All lines from the line containing "Please spot the girl in" up to and including the last line of the listing below should be echoed exactly; no other lines belong in the response.

+++++

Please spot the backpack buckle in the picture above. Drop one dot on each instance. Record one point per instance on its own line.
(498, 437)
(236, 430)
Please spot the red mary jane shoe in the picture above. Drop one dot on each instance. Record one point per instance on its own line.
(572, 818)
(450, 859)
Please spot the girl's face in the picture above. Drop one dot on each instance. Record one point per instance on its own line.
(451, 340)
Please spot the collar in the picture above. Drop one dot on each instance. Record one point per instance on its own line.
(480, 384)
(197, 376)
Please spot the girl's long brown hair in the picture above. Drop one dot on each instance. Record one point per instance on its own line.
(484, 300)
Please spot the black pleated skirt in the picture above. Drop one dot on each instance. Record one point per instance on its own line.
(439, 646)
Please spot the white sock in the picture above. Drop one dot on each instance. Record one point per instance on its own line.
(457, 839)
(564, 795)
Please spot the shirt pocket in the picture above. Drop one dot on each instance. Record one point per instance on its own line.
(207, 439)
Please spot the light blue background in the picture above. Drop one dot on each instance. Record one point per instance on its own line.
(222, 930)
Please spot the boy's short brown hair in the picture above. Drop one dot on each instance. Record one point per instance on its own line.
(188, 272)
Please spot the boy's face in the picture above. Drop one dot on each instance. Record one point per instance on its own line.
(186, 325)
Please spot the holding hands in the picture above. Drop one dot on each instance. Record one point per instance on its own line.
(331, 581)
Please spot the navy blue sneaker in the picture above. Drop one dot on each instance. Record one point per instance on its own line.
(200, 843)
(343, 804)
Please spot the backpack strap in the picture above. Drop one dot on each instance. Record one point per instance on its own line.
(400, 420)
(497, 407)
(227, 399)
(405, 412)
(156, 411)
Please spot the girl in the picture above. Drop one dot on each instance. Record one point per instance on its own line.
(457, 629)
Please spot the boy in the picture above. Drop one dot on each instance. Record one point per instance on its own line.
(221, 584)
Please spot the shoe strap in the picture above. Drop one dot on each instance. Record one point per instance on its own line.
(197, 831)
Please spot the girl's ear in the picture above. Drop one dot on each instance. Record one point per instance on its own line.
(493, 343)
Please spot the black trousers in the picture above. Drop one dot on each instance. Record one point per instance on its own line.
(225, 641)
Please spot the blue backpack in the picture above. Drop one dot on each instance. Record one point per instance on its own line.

+++++

Final result:
Please spot the girl in the picture above. Drop one dot on each instance. Record one point per instance on its own line.
(457, 629)
Please spot the boy in the picture above. Drop one dot on each instance. Record one point per instance on its own line.
(221, 584)
Please spot the shoe strap in the picture above. Drop one dot on each instance. Record one point per instance on its own line.
(197, 831)
Please spot the girl's ear in the picture above. Drop one dot on each instance. Record one point per instance on its own line.
(493, 343)
Please spot the black trousers in the picture above. Drop one dot on each instance. Record one point per instance on its own line.
(225, 641)
Please spot the blue backpack in the picture above. Drop one dot on each instance. Record one point per instance on its own line.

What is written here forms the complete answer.